▶ [Text for analysis]
===

The remaining 23 collagen types are present in quantities too small to extract commercially, are too structurally complex to produce synthetically, or lack clinical evidence for supplementation benefits. Some, like type XVIII (the endostatin source), are biologically interesting but have no role as oral supplements.

An important nuance: once collagen is hydrolyzed into peptides (typically dipeptides and tripeptides like Pro-Hyp and Hyp-Gly), the "type" designation becomes less meaningful. The small peptide fragments serve as building blocks and signaling molecules regardless of which collagen type they originated from. The body uses these peptide signals to stimulate its own collagen production across multiple types. For how collagen degrades with age, see Why Collagen Breaks Down with Age: MMPs and Degradation. For the role of structural modifications, see Collagen Cross-Linking: The Stiffening Process of Aging Tissue.

The Bottom Line

The 28 collagen types represent evolution's solutions to the diverse structural demands of different tissues. Five types (I through V) account for most collagen in the body, with type I alone making up 90%. The remaining 23 types serve specialized roles in anchoring, signaling, and tissue-specific architecture. Collagen supplements contain only a few types because of sourcing practicality and clinical evidence, but hydrolyzed peptides may stimulate production of multiple collagen types regardless of their source.

Frequently Asked Questions

How many types of collagen are there?

There are 28 genetically distinct collagen types in the human body, each encoded by its own gene and serving a specific structural role. All share a triple-helix structure but differ in how they assemble and where they are used. Type I alone accounts for approximately 90% of all collagen. The 28 types were cataloged by Ricard-Blum in a 2011 review in Cold Spring Harbor Perspectives in Biology.

What is the difference between collagen type I and type II?

Type I collagen forms thick, densely packed fibers that provide tensile strength to skin, bone, and tendon. Type II collagen forms thinner, more loosely organized fibers in cartilage, where it creates a hydrated gel that absorbs compressive forces in joints. Type I dominates in rigid, load-bearing structures; type II dominates in flexible, pressure-absorbing cartilage. Most skin and bone supplements use type I; joint supplements may use type II.

Which collagen type is best for skin?

===

▶ [Entries provided]
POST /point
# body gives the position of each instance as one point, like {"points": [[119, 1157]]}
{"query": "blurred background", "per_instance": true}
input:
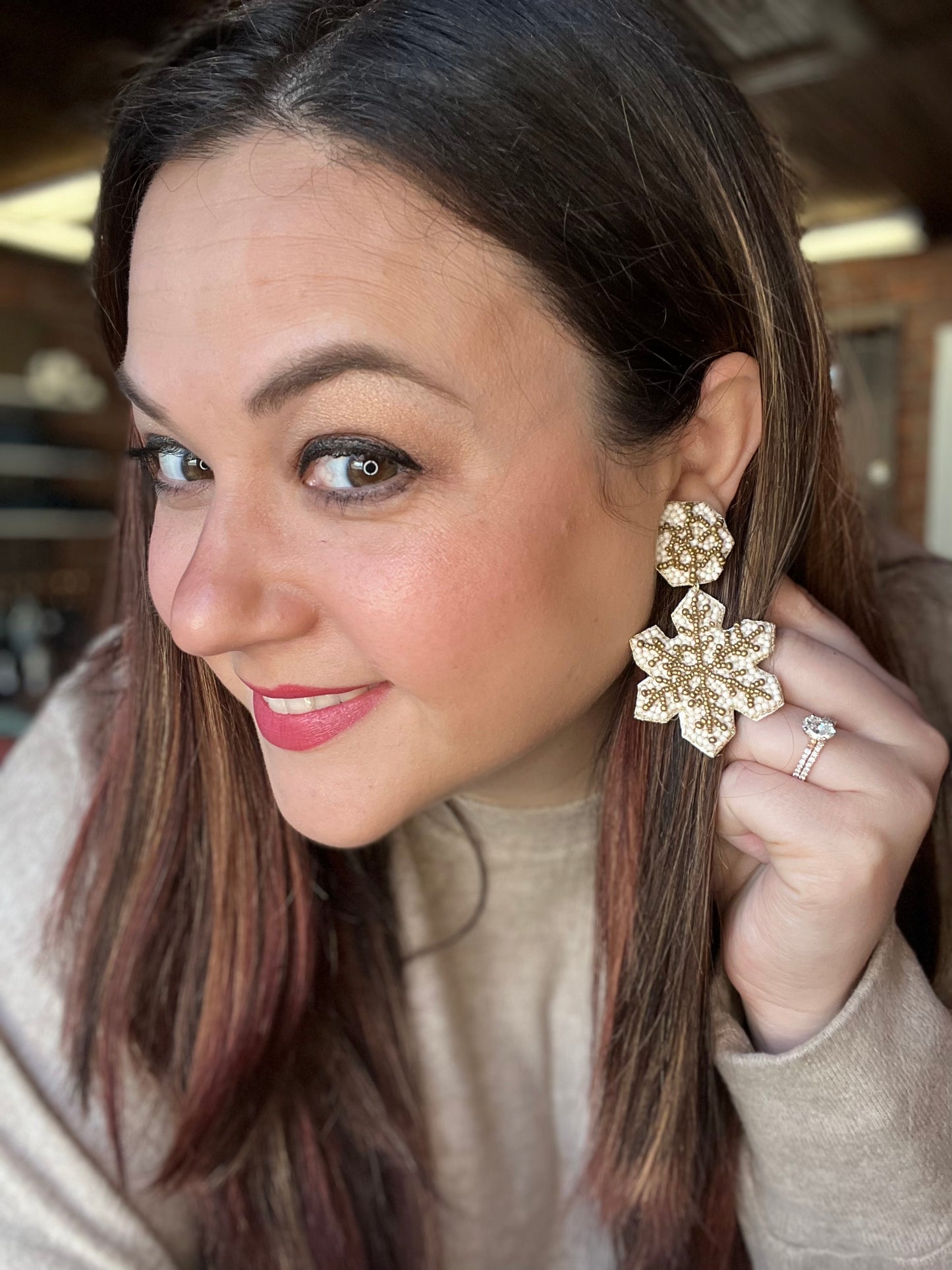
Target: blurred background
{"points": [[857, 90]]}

===

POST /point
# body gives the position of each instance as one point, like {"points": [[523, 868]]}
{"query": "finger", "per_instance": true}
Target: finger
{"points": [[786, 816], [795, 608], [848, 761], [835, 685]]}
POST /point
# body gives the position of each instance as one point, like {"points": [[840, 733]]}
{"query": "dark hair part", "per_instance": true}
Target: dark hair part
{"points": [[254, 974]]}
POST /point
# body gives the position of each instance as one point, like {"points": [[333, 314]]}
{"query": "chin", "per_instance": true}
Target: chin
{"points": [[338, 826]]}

===

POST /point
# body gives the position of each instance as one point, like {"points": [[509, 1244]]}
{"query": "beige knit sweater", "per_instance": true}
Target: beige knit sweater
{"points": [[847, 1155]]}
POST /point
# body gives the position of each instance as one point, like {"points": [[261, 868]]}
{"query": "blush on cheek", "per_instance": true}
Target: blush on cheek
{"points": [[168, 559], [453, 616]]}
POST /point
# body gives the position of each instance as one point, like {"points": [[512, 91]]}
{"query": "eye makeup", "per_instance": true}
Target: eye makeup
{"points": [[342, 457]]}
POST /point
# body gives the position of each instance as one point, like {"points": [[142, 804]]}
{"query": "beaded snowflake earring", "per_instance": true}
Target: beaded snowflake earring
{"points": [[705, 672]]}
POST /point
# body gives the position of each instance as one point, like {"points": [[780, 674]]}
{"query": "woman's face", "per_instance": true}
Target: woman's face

===

▶ [Instructions]
[A] Do these statements agree with the collagen text? Answer yes or no for each and quote the words from the text that settle it. (i) Type I makes up about 90% of the collagen in the body. (ii) Type XVIII collagen is used as an oral supplement. (iii) Type II collagen forms thicker fibers than type I.
[B] Continue the collagen text from its final sentence.

▶ [Answers by item]
[A]
(i) Yes: "Type I alone accounts for approximately 90% of all collagen."
(ii) No: "Some, like type XVIII (the endostatin source), are biologically interesting but have no role as oral supplements."
(iii) No: "Type II collagen forms thinner, more loosely organized fibers in cartilage"

[B]
Type I collagen is the dominant collagen in skin (approximately 80% of dermal collagen), with type III making up most of the remainder. Collagen supplements for skin typically contain hydrolyzed types I and III from bovine, porcine, or marine sources. Aguirre-Cruz et al. (2020) reviewed evidence showing that oral collagen hydrolysates stimulate fibroblasts to produce new collagen, improving skin hydration and elasticity.

What is type IV collagen?

Type IV collagen does not form fibers. Instead, it assembles into flat, sheet-like networks called basement membranes that separate tissue layers throughout the body. Every blood vessel, kidney tubule, and organ boundary sits on a type IV collagen scaffold. Mutations in type IV collagen genes cause Alport syndrome, a genetic disease affecting kidneys, hearing, and vision.

Does it matter what type of collagen you take?

The source determines the dominant collagen type: bovine provides types I/III, fish provides type I, and chicken cartilage provides type II. For joints specifically, undenatured type II collagen (UC-II) works through immune modulation rather than providing building blocks. However, once collagen is hydrolyzed into small peptides, the type distinction becomes less meaningful because the peptide fragments stimulate your body's own collagen production across multiple types.

What causes collagen type mutations?

Collagen gene mutations cause a range of genetic diseases depending on which type is affected. Type I mutations cause osteogenesis imperfecta (brittle bone disease). Type IV mutations cause Alport syndrome (kidney disease). Type V mutations cause classical Ehlers-Danlos syndrome (joint hypermobility). Type VII mutations cause epidermolysis bullosa (blistering skin disease). Type VI mutations cause Bethlem myopathy (muscle weakness).